**Exercise brief**
Lift out, unaltered, the lines of the material below between the line holding "like point(114, 83)." and the line holding "like point(170, 165).", counting both.

⁂

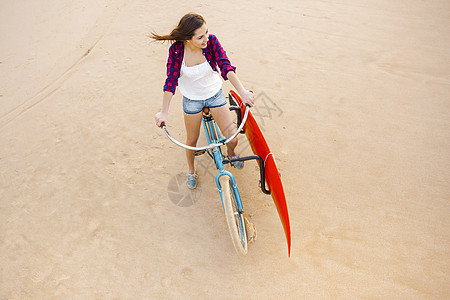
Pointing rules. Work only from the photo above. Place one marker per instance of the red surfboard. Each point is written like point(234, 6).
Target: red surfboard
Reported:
point(259, 147)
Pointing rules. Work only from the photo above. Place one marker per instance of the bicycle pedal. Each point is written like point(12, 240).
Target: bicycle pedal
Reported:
point(199, 152)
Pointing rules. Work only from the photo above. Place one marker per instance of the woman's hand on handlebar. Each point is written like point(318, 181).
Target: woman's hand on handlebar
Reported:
point(248, 98)
point(160, 118)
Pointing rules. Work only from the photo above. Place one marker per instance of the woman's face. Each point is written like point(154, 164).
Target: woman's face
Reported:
point(200, 38)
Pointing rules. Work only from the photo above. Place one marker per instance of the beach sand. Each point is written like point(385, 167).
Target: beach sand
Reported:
point(352, 96)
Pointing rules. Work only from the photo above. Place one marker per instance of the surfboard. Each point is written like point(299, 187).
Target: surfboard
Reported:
point(273, 179)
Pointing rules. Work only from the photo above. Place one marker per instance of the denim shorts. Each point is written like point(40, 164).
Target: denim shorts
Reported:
point(195, 106)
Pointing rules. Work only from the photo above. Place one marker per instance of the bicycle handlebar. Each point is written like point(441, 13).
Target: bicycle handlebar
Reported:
point(163, 126)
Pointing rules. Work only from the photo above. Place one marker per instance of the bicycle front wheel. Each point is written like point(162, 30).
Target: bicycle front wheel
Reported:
point(234, 217)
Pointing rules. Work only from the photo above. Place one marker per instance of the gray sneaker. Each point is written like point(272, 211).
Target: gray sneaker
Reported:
point(191, 180)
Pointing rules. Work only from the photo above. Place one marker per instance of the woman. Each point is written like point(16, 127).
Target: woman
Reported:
point(193, 64)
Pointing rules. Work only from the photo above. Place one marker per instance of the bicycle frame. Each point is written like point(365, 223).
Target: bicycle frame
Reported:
point(213, 136)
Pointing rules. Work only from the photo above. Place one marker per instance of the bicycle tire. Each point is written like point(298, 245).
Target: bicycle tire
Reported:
point(235, 219)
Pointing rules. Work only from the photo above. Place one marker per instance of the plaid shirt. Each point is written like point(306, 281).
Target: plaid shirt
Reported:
point(214, 53)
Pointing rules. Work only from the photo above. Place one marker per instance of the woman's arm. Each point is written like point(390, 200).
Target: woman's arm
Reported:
point(161, 117)
point(247, 96)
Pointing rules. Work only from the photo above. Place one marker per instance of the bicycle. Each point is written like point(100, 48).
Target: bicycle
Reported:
point(225, 181)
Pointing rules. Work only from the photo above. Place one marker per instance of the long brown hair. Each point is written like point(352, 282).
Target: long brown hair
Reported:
point(184, 31)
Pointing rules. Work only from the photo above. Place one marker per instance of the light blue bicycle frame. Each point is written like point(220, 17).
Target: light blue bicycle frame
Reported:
point(213, 136)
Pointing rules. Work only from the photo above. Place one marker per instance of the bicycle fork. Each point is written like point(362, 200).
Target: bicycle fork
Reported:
point(234, 190)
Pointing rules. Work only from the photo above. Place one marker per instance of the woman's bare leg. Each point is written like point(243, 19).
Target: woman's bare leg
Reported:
point(192, 124)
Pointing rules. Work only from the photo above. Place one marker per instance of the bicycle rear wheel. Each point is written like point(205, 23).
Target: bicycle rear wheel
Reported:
point(234, 217)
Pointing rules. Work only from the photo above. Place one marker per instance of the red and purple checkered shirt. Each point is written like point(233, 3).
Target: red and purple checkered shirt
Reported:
point(214, 53)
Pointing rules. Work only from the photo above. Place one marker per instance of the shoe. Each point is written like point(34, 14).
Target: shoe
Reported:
point(191, 180)
point(237, 164)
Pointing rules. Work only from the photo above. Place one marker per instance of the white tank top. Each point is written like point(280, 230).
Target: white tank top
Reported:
point(199, 82)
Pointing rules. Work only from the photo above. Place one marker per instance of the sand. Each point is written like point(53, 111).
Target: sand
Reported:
point(353, 98)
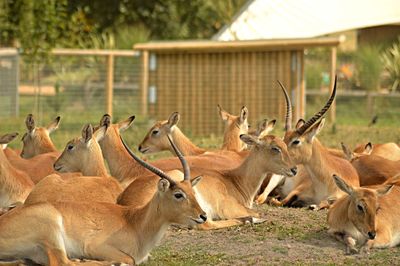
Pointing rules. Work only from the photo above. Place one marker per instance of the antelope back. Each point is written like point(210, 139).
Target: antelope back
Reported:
point(80, 153)
point(37, 139)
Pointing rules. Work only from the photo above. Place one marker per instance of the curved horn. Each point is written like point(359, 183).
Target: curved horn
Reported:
point(151, 168)
point(318, 115)
point(185, 165)
point(288, 118)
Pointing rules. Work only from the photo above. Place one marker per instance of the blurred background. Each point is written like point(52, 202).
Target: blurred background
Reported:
point(76, 58)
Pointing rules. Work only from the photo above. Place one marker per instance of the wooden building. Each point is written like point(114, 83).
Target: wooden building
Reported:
point(193, 77)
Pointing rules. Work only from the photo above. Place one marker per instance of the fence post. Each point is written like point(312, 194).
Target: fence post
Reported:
point(110, 84)
point(332, 79)
point(145, 82)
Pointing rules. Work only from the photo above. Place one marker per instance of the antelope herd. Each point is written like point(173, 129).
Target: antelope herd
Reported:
point(69, 207)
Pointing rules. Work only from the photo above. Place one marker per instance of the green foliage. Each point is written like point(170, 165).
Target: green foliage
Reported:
point(391, 62)
point(368, 67)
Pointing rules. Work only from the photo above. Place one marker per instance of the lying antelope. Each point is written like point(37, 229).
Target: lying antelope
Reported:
point(99, 231)
point(123, 167)
point(15, 185)
point(227, 196)
point(365, 216)
point(234, 127)
point(304, 148)
point(390, 150)
point(37, 139)
point(94, 186)
point(155, 140)
point(372, 169)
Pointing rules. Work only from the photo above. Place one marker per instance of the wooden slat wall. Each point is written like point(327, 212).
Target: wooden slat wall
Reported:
point(194, 83)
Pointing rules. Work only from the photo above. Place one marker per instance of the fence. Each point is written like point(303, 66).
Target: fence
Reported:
point(9, 63)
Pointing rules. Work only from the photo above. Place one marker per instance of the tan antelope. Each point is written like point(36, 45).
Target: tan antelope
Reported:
point(99, 231)
point(37, 139)
point(123, 167)
point(227, 196)
point(305, 148)
point(156, 140)
point(365, 216)
point(390, 150)
point(372, 169)
point(234, 127)
point(93, 186)
point(15, 185)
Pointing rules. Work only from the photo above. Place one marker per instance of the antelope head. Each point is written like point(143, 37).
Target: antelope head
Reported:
point(7, 138)
point(233, 121)
point(363, 205)
point(81, 152)
point(156, 139)
point(179, 204)
point(37, 139)
point(300, 139)
point(271, 153)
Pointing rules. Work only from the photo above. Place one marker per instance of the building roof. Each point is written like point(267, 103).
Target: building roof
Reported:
point(286, 19)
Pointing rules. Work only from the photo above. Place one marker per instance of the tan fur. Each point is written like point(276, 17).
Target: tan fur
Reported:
point(227, 195)
point(93, 186)
point(123, 167)
point(390, 150)
point(37, 139)
point(15, 185)
point(320, 163)
point(98, 231)
point(379, 215)
point(234, 127)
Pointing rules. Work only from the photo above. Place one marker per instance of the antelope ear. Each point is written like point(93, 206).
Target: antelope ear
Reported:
point(368, 148)
point(53, 125)
point(343, 185)
point(300, 123)
point(314, 130)
point(384, 190)
point(222, 113)
point(124, 125)
point(163, 185)
point(105, 120)
point(196, 180)
point(30, 123)
point(173, 119)
point(7, 138)
point(100, 133)
point(87, 133)
point(249, 140)
point(243, 114)
point(347, 152)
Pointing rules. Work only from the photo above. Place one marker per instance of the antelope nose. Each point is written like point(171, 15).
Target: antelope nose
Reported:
point(294, 170)
point(203, 217)
point(372, 235)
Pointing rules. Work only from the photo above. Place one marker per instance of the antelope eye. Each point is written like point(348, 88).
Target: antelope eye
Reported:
point(296, 142)
point(179, 196)
point(276, 149)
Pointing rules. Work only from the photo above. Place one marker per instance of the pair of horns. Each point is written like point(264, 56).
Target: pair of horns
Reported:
point(312, 120)
point(159, 172)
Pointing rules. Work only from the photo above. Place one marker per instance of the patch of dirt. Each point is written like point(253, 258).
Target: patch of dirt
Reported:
point(289, 236)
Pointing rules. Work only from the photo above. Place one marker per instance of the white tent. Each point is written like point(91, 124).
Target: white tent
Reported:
point(286, 19)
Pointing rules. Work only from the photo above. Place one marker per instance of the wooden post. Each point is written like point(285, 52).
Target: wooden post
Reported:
point(332, 79)
point(110, 83)
point(145, 82)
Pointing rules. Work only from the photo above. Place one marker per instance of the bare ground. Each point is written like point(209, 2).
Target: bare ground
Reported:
point(289, 236)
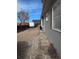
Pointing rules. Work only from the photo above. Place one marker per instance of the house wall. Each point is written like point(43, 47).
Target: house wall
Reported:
point(53, 35)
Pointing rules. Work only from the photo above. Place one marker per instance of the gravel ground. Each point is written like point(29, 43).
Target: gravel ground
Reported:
point(33, 44)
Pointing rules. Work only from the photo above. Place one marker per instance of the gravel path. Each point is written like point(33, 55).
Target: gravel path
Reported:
point(33, 44)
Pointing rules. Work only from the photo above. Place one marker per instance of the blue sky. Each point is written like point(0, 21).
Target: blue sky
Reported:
point(33, 7)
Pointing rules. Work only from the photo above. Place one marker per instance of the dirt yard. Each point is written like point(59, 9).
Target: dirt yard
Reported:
point(33, 44)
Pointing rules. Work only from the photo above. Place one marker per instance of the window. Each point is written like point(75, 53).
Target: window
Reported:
point(56, 16)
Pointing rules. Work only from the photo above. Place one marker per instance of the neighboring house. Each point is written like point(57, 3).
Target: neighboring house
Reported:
point(51, 22)
point(37, 22)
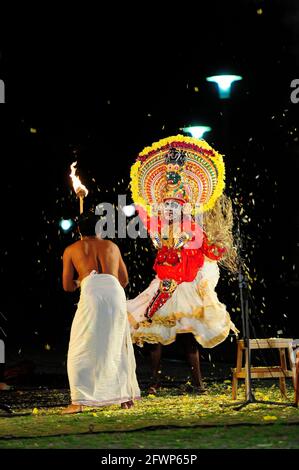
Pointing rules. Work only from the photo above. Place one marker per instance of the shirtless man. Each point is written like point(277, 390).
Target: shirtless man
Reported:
point(101, 363)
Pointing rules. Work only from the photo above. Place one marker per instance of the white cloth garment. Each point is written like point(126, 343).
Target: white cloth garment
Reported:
point(101, 363)
point(193, 308)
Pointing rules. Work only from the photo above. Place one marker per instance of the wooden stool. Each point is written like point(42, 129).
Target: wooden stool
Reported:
point(285, 347)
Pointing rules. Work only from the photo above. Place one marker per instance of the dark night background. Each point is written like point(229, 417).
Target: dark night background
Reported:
point(99, 98)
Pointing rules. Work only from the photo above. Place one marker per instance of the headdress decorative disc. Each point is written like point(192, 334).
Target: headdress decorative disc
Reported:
point(178, 167)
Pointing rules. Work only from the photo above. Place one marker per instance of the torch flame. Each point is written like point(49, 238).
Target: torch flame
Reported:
point(79, 188)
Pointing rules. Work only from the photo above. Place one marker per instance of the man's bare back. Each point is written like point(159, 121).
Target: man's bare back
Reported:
point(92, 253)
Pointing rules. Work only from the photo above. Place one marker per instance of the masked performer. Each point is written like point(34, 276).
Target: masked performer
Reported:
point(177, 187)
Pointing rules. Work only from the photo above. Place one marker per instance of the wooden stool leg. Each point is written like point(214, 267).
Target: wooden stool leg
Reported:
point(292, 364)
point(238, 369)
point(282, 380)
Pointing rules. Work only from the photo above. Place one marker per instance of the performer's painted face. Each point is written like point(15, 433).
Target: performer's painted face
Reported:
point(172, 210)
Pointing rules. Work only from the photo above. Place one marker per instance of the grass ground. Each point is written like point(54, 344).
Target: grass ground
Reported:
point(172, 419)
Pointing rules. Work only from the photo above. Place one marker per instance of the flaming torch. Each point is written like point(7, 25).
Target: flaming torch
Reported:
point(79, 188)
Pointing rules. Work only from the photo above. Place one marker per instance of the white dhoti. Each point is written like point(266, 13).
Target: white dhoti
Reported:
point(193, 308)
point(101, 363)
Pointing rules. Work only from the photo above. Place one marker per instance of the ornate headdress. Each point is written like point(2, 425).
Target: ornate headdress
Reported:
point(181, 168)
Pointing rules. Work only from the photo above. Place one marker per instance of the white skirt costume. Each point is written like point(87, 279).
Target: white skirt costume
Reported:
point(101, 362)
point(193, 308)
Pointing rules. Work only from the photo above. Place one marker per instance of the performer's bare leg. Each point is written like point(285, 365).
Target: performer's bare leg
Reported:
point(192, 353)
point(155, 353)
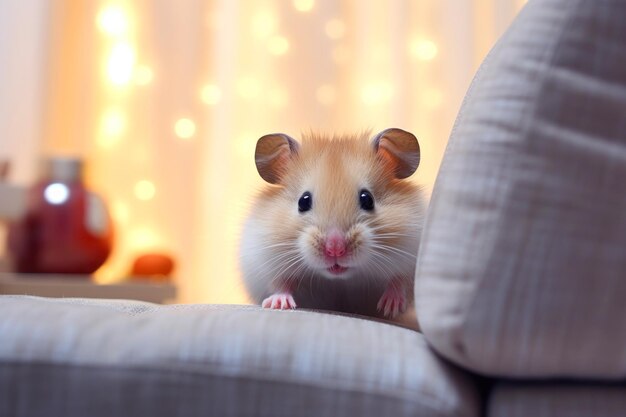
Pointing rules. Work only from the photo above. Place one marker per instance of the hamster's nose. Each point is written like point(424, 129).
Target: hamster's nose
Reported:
point(335, 246)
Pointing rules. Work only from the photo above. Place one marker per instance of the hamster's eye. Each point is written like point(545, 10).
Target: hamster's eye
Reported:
point(305, 202)
point(366, 200)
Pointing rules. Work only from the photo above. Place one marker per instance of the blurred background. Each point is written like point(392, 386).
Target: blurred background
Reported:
point(163, 101)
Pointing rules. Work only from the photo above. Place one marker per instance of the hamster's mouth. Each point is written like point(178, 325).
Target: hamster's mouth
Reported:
point(337, 269)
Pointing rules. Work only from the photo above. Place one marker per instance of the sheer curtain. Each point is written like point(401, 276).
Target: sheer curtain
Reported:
point(165, 101)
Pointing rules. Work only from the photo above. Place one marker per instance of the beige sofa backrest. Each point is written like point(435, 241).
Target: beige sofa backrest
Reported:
point(522, 268)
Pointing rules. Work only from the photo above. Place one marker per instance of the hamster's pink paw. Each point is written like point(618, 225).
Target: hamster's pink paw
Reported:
point(279, 301)
point(392, 302)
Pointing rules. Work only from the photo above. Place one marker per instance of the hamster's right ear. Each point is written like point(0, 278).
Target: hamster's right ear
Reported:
point(273, 154)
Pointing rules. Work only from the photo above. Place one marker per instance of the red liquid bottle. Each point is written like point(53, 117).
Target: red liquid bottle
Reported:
point(66, 229)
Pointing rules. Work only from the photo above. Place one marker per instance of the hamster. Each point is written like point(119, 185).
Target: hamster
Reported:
point(338, 226)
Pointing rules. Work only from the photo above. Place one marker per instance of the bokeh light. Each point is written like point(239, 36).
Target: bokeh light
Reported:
point(303, 5)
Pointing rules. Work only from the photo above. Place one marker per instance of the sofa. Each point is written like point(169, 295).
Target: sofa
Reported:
point(520, 286)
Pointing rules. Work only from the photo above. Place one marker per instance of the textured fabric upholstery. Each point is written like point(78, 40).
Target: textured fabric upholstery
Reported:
point(522, 267)
point(88, 358)
point(563, 400)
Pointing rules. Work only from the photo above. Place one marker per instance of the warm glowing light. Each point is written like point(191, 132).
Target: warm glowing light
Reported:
point(248, 87)
point(376, 93)
point(143, 75)
point(341, 54)
point(56, 193)
point(145, 190)
point(185, 128)
point(120, 211)
point(121, 63)
point(113, 20)
point(211, 94)
point(303, 5)
point(143, 238)
point(325, 94)
point(431, 98)
point(335, 29)
point(278, 45)
point(423, 49)
point(263, 24)
point(278, 97)
point(113, 123)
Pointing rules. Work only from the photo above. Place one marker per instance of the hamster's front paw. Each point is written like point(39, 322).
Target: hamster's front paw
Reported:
point(279, 301)
point(392, 302)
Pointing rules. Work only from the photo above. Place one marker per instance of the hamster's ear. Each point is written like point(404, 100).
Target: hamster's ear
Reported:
point(273, 153)
point(399, 150)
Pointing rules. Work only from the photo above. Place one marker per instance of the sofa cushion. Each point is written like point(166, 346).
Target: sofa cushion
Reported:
point(89, 358)
point(558, 399)
point(522, 266)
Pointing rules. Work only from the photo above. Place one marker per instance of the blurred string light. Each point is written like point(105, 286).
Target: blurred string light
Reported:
point(303, 5)
point(185, 128)
point(423, 49)
point(56, 193)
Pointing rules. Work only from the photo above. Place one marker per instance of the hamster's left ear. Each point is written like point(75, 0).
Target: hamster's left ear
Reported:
point(399, 150)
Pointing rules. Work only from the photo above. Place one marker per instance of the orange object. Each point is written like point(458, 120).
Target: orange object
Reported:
point(153, 266)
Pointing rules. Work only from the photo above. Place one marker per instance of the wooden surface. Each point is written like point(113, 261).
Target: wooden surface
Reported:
point(64, 286)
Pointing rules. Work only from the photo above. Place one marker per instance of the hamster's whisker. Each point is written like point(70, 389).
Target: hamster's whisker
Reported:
point(393, 249)
point(279, 258)
point(382, 264)
point(288, 265)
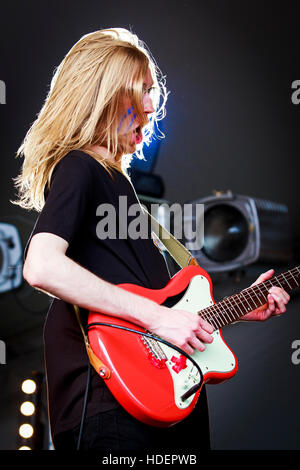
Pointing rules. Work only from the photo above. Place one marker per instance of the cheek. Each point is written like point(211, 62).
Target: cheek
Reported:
point(126, 121)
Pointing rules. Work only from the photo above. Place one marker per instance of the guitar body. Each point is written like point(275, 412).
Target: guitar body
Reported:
point(149, 378)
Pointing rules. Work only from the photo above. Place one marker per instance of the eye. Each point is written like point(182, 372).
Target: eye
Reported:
point(149, 90)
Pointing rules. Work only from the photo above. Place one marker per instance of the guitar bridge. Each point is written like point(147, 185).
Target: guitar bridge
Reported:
point(155, 353)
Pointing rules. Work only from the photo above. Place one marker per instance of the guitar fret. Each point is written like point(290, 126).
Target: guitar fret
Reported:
point(210, 318)
point(233, 298)
point(256, 297)
point(287, 281)
point(225, 312)
point(262, 293)
point(297, 284)
point(247, 302)
point(217, 317)
point(231, 306)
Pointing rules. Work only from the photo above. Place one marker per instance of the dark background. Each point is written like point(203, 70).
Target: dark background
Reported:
point(230, 124)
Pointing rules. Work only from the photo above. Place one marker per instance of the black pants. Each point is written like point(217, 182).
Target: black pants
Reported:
point(116, 430)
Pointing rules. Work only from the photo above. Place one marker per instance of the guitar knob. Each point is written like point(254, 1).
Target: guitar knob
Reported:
point(104, 372)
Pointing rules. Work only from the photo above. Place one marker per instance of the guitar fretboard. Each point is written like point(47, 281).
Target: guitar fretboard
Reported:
point(231, 309)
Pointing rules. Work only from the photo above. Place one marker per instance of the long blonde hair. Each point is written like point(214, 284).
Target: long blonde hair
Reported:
point(82, 108)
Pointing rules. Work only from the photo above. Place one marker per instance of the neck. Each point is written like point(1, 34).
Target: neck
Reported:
point(231, 309)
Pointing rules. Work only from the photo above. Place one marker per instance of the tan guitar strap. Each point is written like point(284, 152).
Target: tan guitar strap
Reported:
point(178, 252)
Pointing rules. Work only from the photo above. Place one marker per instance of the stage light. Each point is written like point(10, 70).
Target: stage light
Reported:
point(26, 430)
point(30, 430)
point(10, 257)
point(28, 386)
point(27, 408)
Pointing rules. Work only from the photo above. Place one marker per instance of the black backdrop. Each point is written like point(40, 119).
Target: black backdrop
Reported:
point(231, 124)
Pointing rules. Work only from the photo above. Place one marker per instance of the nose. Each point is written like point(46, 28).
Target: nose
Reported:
point(148, 105)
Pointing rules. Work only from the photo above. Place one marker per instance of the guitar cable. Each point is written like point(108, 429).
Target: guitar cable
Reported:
point(186, 395)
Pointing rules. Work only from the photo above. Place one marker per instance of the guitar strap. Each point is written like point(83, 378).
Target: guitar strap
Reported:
point(178, 252)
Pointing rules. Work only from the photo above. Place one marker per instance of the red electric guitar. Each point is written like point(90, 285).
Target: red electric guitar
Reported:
point(155, 382)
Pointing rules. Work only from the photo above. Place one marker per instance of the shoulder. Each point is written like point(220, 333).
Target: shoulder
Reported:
point(79, 165)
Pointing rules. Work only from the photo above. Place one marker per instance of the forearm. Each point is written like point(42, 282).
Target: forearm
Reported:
point(63, 278)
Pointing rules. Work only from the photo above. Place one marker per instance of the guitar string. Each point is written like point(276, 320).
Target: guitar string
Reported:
point(219, 317)
point(207, 314)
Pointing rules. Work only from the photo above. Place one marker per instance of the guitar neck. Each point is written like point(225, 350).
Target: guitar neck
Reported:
point(231, 309)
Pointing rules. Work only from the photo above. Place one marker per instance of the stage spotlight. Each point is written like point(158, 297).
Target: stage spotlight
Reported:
point(26, 430)
point(28, 386)
point(30, 428)
point(27, 408)
point(10, 257)
point(240, 230)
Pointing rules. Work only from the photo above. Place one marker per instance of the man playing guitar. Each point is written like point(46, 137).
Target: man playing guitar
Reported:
point(104, 100)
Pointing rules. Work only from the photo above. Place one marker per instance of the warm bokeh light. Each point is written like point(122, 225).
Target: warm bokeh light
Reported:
point(28, 386)
point(26, 430)
point(27, 408)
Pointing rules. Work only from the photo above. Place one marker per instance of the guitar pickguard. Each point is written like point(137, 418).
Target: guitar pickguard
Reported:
point(217, 357)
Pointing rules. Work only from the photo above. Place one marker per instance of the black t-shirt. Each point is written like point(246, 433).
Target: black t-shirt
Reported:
point(78, 186)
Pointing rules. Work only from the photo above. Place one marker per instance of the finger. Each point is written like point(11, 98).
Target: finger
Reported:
point(271, 303)
point(280, 305)
point(205, 325)
point(280, 292)
point(264, 277)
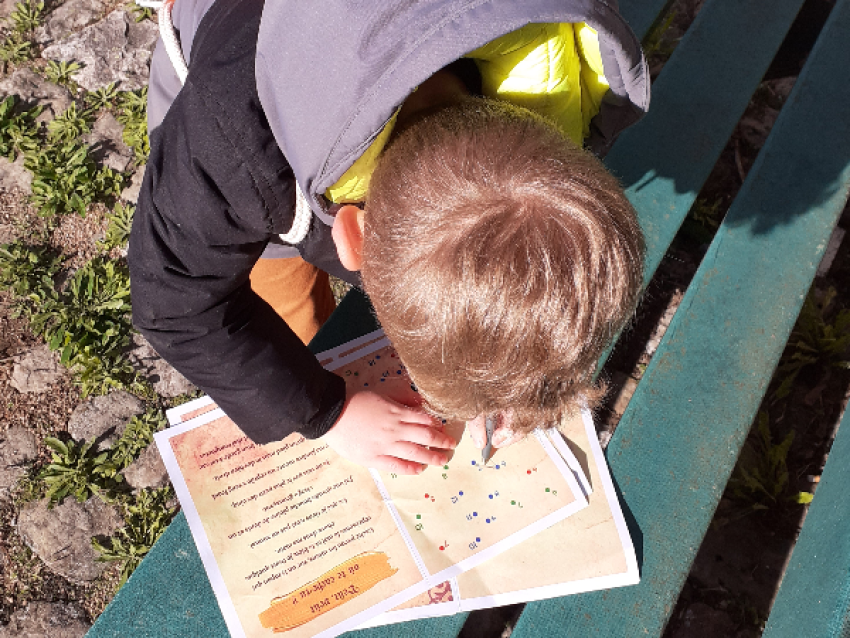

⁂

**Response below**
Pointing rules. Work only from the photo above. Place one marker per instance of the wooden building. Each point is written like point(114, 83).
Target: wooden building
Reported:
point(193, 77)
Pointing rules. Work only from the photo above. Place one marker per instance of the fence post. Each point is written like point(312, 194).
Target: fence post
Reported:
point(110, 84)
point(332, 79)
point(145, 82)
Pointing rules. Work only from the photo above. Place one marker per instance of the antelope herd. Each point is written like point(173, 129).
Target: antelope herd
Reported:
point(69, 207)
Pointing rules. Work only from the photo above. Place one marker per instance of the green foliage. Each point is written like point(170, 165).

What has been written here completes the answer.